*EXERCISE DETAILS:* Copy the records below word for word, leaving out the pictures.
[start]
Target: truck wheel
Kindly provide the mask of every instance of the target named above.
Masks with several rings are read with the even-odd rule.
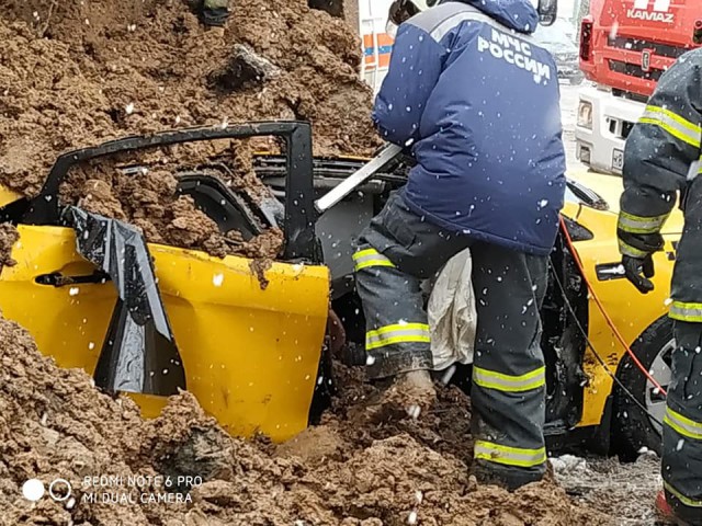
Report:
[[[667,316],[656,320],[632,345],[636,357],[666,390],[671,379],[670,359],[675,347],[672,320]],[[639,408],[621,387],[615,386],[613,414],[615,453],[622,461],[635,460],[644,447],[660,455],[663,428],[659,422],[663,422],[666,413],[665,397],[636,367],[629,355],[620,362],[616,377],[646,408],[646,411]]]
[end]
*REPLY:*
Target: truck wheel
Kindly provide the mask of every instance of the target named above.
Masks with several rings are read with the even-odd rule.
Report:
[[[667,316],[656,320],[632,345],[636,357],[666,390],[671,379],[670,359],[675,347],[672,320]],[[639,408],[621,387],[615,386],[613,414],[615,453],[622,461],[635,460],[644,447],[660,455],[663,428],[659,422],[663,422],[666,413],[665,397],[636,367],[629,355],[620,362],[616,377],[646,408],[646,411]]]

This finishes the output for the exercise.